Work to be completed => Reproduce verbatim the portion of the entries that begins with the line containing "arm in the given photograph." and ends with the line containing "[288,116,432,328]", including both of those lines.

Records provided =>
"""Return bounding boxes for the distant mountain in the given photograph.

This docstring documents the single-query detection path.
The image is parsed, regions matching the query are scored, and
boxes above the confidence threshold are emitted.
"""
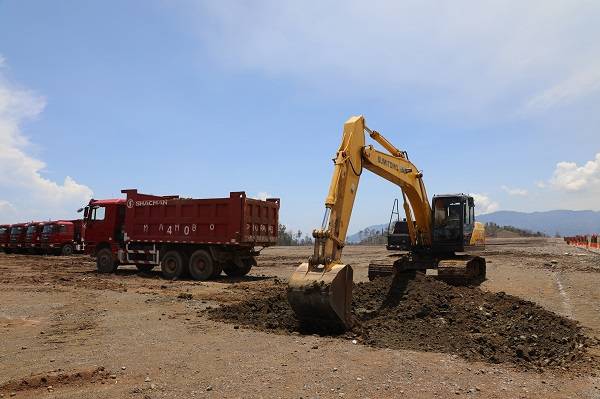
[346,210,600,243]
[477,210,600,236]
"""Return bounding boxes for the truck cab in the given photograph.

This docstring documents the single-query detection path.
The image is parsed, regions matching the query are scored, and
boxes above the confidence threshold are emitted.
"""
[0,224,10,253]
[8,223,27,252]
[41,220,82,256]
[82,199,125,256]
[24,222,44,253]
[432,194,485,253]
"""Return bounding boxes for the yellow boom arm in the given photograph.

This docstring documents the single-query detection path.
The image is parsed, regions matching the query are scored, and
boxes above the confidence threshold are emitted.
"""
[309,116,431,269]
[288,116,432,328]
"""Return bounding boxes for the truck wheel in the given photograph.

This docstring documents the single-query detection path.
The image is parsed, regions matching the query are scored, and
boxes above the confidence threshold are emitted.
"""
[135,265,154,273]
[189,249,220,281]
[96,248,117,273]
[60,244,74,256]
[210,262,223,278]
[160,251,185,280]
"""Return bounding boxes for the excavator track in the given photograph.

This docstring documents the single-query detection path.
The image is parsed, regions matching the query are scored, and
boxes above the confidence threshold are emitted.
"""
[368,255,486,285]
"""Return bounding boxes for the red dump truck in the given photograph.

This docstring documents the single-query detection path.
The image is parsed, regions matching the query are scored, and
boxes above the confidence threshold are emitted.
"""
[41,220,83,256]
[83,189,279,280]
[8,223,28,253]
[0,224,10,253]
[23,222,44,254]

Output of the exercise =>
"""Return bounding boxes for the yellow boom arm in the given photograph.

This docstring documents the single-query detection path.
The image is parsed, regions matching the query are scored, and
boxes above the confidence threshold are emitted.
"""
[309,116,431,269]
[288,116,432,328]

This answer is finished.